## YOUR TASK
Only the lines from the one containing "bar in this photo." through the end of the entries should be repeated, exactly as they appear, first and last included.

## ENTRIES PROVIDED
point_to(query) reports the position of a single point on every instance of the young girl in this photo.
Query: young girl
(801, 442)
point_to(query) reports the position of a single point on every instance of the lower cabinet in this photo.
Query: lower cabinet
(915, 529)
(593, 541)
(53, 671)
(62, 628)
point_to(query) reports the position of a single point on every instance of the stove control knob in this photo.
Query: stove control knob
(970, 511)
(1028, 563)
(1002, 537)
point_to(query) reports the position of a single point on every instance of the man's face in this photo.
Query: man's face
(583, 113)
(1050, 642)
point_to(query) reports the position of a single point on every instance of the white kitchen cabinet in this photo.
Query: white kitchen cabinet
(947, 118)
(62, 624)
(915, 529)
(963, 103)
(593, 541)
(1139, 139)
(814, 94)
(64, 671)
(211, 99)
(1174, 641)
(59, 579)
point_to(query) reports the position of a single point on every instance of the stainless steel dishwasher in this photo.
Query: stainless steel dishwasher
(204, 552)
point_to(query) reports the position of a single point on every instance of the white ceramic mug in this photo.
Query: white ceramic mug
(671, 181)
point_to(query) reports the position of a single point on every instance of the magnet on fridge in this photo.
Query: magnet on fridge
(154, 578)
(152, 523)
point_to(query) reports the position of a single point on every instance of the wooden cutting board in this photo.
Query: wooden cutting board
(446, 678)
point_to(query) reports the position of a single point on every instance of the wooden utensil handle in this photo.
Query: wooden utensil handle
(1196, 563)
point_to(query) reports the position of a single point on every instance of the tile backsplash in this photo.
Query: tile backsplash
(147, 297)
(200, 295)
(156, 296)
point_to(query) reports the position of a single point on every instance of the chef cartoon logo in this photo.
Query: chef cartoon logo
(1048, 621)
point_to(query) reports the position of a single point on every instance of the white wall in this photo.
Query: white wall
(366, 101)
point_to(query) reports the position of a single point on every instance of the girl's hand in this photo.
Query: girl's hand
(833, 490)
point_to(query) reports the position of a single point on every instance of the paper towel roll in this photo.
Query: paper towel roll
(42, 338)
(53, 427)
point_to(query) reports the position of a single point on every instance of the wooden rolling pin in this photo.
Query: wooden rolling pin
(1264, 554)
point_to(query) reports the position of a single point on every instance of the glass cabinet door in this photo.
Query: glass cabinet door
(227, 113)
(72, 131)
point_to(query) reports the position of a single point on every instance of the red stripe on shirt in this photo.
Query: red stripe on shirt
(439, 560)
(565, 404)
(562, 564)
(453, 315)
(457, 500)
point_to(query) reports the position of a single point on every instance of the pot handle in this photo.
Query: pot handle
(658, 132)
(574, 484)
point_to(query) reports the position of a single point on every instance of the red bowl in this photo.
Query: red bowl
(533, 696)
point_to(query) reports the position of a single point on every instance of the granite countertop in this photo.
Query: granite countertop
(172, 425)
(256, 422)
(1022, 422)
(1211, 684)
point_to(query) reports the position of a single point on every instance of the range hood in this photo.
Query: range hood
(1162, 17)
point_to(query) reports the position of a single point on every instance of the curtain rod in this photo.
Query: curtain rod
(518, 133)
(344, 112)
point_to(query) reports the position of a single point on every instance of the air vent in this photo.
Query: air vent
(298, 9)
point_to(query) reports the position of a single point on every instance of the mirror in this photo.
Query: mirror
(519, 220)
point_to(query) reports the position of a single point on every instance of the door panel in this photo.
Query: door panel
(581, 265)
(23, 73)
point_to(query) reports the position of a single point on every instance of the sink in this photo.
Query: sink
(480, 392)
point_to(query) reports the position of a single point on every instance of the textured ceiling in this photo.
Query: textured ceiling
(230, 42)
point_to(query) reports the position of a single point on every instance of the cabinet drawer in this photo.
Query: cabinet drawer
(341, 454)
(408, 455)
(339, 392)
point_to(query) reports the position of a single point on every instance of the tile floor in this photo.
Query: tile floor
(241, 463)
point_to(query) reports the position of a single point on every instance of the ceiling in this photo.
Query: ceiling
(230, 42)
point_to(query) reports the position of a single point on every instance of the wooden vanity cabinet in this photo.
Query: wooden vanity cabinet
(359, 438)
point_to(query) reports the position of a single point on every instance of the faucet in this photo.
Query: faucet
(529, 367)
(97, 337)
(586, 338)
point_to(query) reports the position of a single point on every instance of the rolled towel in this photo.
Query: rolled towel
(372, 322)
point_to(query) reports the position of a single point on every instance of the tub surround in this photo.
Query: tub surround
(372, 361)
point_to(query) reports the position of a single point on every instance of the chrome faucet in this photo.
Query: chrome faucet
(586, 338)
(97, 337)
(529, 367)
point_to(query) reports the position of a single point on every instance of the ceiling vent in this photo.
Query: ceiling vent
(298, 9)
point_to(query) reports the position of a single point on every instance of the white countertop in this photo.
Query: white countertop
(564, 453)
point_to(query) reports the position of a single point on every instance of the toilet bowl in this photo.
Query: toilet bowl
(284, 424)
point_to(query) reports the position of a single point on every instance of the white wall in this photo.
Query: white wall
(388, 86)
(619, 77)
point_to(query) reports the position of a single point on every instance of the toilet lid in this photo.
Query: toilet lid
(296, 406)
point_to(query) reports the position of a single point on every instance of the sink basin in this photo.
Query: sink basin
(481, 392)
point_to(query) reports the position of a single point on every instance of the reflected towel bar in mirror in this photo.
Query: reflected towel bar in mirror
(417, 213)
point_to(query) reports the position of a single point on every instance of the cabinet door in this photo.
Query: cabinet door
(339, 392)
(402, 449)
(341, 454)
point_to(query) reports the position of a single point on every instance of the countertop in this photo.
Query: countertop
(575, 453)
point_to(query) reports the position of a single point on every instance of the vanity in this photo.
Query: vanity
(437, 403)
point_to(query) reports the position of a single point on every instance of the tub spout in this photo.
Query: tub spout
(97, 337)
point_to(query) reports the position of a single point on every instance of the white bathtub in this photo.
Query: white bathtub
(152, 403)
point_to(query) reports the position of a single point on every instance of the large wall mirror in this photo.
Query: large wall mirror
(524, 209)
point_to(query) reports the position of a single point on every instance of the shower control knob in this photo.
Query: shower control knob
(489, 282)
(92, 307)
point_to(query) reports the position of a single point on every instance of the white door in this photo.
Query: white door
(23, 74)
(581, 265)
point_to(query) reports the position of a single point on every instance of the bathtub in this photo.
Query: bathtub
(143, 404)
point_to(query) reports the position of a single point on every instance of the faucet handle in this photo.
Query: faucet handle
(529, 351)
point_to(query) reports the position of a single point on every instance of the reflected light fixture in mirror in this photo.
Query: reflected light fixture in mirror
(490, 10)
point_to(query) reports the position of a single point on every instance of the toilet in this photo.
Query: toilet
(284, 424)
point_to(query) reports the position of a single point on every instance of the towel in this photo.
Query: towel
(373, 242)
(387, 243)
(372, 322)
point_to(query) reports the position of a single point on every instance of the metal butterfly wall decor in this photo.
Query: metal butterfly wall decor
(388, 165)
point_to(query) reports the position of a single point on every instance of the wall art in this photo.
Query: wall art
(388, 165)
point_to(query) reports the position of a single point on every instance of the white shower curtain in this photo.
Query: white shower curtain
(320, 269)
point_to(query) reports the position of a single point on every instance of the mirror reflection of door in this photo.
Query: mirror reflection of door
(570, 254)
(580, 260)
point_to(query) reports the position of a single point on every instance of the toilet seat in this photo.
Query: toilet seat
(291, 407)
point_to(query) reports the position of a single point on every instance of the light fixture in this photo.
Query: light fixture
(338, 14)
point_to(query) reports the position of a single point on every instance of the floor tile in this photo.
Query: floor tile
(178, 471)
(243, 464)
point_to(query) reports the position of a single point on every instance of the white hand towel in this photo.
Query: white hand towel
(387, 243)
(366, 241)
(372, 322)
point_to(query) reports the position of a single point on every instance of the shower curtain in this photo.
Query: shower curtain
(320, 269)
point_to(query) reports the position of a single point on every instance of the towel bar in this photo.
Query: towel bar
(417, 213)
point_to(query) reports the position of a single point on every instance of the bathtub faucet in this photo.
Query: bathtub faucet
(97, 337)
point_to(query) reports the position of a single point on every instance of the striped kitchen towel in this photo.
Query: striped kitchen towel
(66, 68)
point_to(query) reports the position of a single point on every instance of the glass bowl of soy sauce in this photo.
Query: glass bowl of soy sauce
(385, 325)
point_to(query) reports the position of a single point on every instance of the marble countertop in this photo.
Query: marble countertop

## COMPLETE ANSWER
point_to(query) reports the position of a single point on every instance of the towel bar in this photo.
Query: towel bar
(417, 213)
point_to(query) reports the position of a single point on every instance of the bathtub faucet in this photo.
Query: bathtub faucet
(97, 337)
point_to(query) reports the position of a single point on every instance of the striped kitchen towel in this photo.
Query: striped kitchen towel
(66, 68)
point_to(query) reports the position of a single point on every instance of the glass bowl of soy sauce in this photo.
Query: glass bowl of soy sauce
(385, 325)
point_to(query) reports the position of a single point on every instance of the marble countertop in this photo.
Query: marble countertop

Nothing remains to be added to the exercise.